今回は、「NPO法人南房総リパブリック」を運営し、「平日は東京、週末は南房総市の里山で暮らす」という二地域居住を実践している馬場未織さんにお話を伺いました。

ーーーーまず初めに、馬場さんの自己紹介をお願いしてもよろしいでしょうか?ーーーー

馬場:私は二地域居住を2007年から続けていて、来年の1月で14年になります。仕事は執筆業をしています。元々、建築の設計の仕事をしていたのですが、2人目の子供を産んだ頃から転向をして、今の仕事に移りました。
また2011年に「南房総リパブリック」というNPO法人を立ち上げ、2012年に法人化をして、来年で10年を迎えます。
初めはただ家族との時間を作るために「週末の田舎暮らし」として、東京と南房総の二地域居住を始めました。しかし、週末だけ南房総に訪れるお客様のような生活を数年続けていくうちに、親しくなる方も出てきて、地域の資源を使って楽しんでいたということもあり、恩返しをしたいという気持ちも芽生え、仲間と一緒にNPOを立ち上げました。

ーーーー私たちも馬場さんのブログや文献を通して、南房総や二地域居住というものに触れてきたのですが、そもそも南房総でただ二地域居住をするだけでなく、地域の活動に主体的に関わっていくきっかけはあったのでしょうか?ーーーー

馬場:きっかけは近くに住んでいるお宅のおじいさんが亡くなったことです。その方は私たちが二地域居住を始める前まではその地域のお目付役でした。その方が亡くなった時に地域が緩んだ感じがしたんですね。自分たちも土地に手を加える大変さとか、里山を維持することの労力の多さを実感していたので、地域の要人がいなくなることでこんなに風景が変わるんだということを体感しました。東京ではあまりないことですよね。竹が伸びっぱなしとか、草が生えっぱなしになってしまったりとか。

そうやってお客様のように言われないとやらないということを続けていると、地域が人口減少とともに衰退していってしまいます。衰退してほしくないなら、自分たちが地域を担う側に立たないといけないんだろうなと考えるようになりました。

草刈り

「外の人」がローカルに入っていくために

ーーーーお話の中でも「お客様」という表現があったように、私たちのようないわゆる「外の人」が地域に入って活動したり、長くそこに住んでいる方とコミュ二ケーションをとることには難しいことではないかと感じました。馬場さんは地元の方と信頼関係を築く上で、何か考えていたことはありますか?ーーーー


馬場:NPOの理事の本間さんという方がいらっしゃって、彼は三芳の農家さんであり、里山にも精通している方です。
NPOを始めた当初、「私たちの活動を地域に知ってもらいたいという気持ちと、自分自身が週一しか南房総に行かないから地域になじみ切れない」という悩みがあって、どうしたらよいのか、彼に質問したことがありました。
その時、本間さんは「こちらからPRをしない方が良い。」ということをおっしゃっていました。
「私はこういう人間で、こういう活動をしています!こんなに地域のことを考えてます!」って仕事だったら言いますよね。そういった一方的なPRではなくて、例えばその地域で本当に親しくなった人が会話の中で、
「あの馬場さんの家は悪い人じゃないよ。NPO南房総リパブリックってなんかよくわかんないけど悪い人たちじゃないよ。」みたいなことが人づてで伝わっていく。「それは自分でPRをするよりもよほど信頼されることになって、それを待ったほうがいい。」と、その時本間さんに言われました。

-.-.-

# 目標 A:
南房総での二地域居住についてのインタビューから、「馬場:私は二地域居住を200」以降「なしになってしまったりとか。」までのすべてを一字も変えずに抜き出す。
インタビューとリストは互いに無関係な別々の資料である。

# 抽出データ:

-.-.-

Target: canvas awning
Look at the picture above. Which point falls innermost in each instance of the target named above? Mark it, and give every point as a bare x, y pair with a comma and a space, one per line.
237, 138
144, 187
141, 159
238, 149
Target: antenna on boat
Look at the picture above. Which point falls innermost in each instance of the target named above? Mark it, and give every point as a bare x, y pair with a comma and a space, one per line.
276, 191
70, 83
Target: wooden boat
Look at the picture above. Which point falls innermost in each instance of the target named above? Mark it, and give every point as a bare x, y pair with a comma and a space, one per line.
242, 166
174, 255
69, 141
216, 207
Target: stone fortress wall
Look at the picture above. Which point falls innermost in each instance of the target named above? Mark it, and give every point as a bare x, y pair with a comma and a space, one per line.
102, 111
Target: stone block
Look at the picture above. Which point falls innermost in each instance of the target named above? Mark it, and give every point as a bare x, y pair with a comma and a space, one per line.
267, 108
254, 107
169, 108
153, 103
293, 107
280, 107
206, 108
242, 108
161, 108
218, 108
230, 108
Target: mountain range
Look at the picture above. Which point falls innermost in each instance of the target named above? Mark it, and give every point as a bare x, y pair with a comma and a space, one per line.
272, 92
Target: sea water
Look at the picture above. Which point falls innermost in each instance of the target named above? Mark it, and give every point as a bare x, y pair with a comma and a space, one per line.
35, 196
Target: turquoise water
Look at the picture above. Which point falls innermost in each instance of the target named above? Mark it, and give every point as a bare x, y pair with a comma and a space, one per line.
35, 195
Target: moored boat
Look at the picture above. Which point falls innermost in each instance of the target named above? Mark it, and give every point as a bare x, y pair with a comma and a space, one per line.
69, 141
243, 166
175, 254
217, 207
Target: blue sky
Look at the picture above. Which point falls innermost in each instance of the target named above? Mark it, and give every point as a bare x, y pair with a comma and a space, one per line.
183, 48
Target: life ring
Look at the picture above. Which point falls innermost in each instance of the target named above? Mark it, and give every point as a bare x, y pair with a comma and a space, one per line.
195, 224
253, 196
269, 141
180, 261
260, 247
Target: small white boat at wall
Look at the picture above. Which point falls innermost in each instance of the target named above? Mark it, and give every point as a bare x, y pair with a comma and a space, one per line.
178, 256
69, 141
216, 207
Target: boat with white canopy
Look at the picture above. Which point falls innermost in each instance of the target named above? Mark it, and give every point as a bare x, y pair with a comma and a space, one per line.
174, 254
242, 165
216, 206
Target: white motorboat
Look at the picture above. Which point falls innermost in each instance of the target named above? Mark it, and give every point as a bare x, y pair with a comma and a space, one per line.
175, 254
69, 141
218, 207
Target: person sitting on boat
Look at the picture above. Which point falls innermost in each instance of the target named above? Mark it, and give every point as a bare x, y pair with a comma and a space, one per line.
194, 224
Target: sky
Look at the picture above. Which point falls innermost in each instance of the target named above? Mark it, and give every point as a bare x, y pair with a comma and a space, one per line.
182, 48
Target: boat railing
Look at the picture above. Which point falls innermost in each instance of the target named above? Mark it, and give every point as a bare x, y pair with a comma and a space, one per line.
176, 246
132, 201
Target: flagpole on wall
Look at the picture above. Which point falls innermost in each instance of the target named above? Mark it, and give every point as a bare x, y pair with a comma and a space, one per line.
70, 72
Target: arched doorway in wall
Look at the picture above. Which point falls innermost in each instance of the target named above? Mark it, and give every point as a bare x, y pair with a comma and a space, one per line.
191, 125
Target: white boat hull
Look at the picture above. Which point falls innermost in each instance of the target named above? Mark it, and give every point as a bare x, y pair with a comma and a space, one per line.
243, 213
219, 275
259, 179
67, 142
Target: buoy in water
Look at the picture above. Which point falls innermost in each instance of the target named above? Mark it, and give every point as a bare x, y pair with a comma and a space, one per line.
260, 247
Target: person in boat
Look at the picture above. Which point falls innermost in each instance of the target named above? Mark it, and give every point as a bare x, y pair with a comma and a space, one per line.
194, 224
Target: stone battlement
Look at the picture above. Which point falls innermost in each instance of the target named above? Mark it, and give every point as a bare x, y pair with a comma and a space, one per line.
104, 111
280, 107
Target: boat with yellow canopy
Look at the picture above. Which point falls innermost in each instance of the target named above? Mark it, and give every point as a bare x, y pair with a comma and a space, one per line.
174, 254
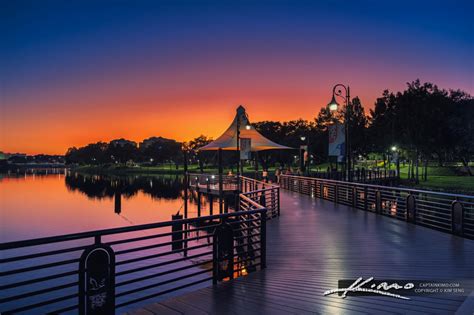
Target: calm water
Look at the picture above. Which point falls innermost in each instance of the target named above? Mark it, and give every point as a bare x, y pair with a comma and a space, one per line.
37, 205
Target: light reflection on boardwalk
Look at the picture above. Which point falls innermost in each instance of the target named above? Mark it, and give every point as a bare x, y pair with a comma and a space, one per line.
314, 243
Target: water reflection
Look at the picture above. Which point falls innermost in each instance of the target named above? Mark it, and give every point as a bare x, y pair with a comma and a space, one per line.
100, 186
42, 203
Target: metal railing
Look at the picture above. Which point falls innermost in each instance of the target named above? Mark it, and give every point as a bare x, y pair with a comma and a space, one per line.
112, 269
211, 181
263, 193
359, 175
266, 194
452, 213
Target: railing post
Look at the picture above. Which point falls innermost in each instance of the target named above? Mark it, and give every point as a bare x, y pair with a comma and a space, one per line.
378, 201
366, 198
263, 240
278, 200
177, 230
411, 208
457, 215
354, 197
214, 259
223, 252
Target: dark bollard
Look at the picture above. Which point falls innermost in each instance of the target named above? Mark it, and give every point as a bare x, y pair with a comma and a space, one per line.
177, 229
97, 280
457, 211
223, 253
378, 202
118, 202
411, 208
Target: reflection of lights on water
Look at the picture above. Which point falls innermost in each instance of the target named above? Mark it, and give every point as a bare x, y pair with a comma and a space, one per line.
325, 192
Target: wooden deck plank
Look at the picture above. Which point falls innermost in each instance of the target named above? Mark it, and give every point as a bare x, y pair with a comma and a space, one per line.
315, 243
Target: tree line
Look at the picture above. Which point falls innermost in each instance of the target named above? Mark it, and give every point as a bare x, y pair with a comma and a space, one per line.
423, 122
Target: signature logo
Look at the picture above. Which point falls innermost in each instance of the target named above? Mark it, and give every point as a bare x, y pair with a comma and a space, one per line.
361, 285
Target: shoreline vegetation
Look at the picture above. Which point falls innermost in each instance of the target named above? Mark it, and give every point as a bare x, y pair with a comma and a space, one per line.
445, 179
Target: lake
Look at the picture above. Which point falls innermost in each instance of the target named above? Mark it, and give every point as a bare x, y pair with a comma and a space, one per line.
47, 203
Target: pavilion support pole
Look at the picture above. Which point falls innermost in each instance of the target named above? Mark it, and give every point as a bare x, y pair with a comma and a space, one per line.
219, 156
256, 165
186, 197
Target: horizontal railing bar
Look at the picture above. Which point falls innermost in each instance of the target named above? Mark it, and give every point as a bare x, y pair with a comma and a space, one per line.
42, 279
42, 291
162, 273
36, 267
64, 310
163, 292
143, 238
150, 286
42, 254
136, 249
123, 262
128, 271
31, 306
378, 186
75, 236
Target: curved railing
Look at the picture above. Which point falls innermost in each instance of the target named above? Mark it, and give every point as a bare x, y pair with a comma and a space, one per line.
264, 193
452, 213
54, 275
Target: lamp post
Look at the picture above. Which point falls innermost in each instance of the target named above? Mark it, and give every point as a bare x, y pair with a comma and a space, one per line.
240, 111
333, 106
304, 140
396, 151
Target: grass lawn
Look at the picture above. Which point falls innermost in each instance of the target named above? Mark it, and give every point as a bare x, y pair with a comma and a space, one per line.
439, 178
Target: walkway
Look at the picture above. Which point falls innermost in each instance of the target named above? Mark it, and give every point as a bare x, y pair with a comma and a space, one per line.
314, 244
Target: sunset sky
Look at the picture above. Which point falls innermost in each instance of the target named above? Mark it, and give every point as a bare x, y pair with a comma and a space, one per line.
76, 72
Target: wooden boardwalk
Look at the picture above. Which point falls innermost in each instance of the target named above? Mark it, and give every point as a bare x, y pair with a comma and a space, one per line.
313, 244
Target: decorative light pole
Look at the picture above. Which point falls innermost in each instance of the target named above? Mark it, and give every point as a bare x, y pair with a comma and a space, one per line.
302, 158
240, 111
396, 152
333, 106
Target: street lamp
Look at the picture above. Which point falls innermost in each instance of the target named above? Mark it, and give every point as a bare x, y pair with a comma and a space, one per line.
240, 111
396, 151
333, 106
302, 160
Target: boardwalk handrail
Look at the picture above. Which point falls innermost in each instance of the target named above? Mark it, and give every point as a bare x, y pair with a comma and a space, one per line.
42, 275
448, 212
265, 193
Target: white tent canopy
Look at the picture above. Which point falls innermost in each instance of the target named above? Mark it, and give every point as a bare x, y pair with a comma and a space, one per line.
228, 140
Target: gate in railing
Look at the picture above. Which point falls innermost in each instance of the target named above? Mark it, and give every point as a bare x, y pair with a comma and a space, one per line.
263, 193
107, 270
452, 213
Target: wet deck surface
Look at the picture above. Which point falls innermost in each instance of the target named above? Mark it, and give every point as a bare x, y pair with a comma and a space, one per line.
315, 243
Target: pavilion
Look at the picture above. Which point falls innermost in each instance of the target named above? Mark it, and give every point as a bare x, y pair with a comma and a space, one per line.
241, 129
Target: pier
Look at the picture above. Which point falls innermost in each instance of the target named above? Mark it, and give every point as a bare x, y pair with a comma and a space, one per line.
277, 250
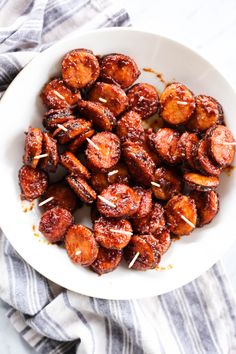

-.-.-

# 目標 B:
リストの中から、文字列「deck」を含む行を一つ残らず集めてください。

# 解答全文 A:
馬場:私は二地域居住を2007年から続けていて、来年の1月で14年になります。仕事は執筆業をしています。元々、建築の設計の仕事をしていたのですが、2人目の子供を産んだ頃から転向をして、今の仕事に移りました。
また2011年に「南房総リパブリック」というNPO法人を立ち上げ、2012年に法人化をして、来年で10年を迎えます。
初めはただ家族との時間を作るために「週末の田舎暮らし」として、東京と南房総の二地域居住を始めました。しかし、週末だけ南房総に訪れるお客様のような生活を数年続けていくうちに、親しくなる方も出てきて、地域の資源を使って楽しんでいたということもあり、恩返しをしたいという気持ちも芽生え、仲間と一緒にNPOを立ち上げました。

ーーーー私たちも馬場さんのブログや文献を通して、南房総や二地域居住というものに触れてきたのですが、そもそも南房総でただ二地域居住をするだけでなく、地域の活動に主体的に関わっていくきっかけはあったのでしょうか?ーーーー

馬場:きっかけは近くに住んでいるお宅のおじいさんが亡くなったことです。その方は私たちが二地域居住を始める前まではその地域のお目付役でした。その方が亡くなった時に地域が緩んだ感じがしたんですね。自分たちも土地に手を加える大変さとか、里山を維持することの労力の多さを実感していたので、地域の要人がいなくなることでこんなに風景が変わるんだということを体感しました。東京ではあまりないことですよね。竹が伸びっぱなしとか、草が生えっぱなしになってしまったりとか。

# 解答全文 B:
Target: wooden deck plank
Target: wet deck surface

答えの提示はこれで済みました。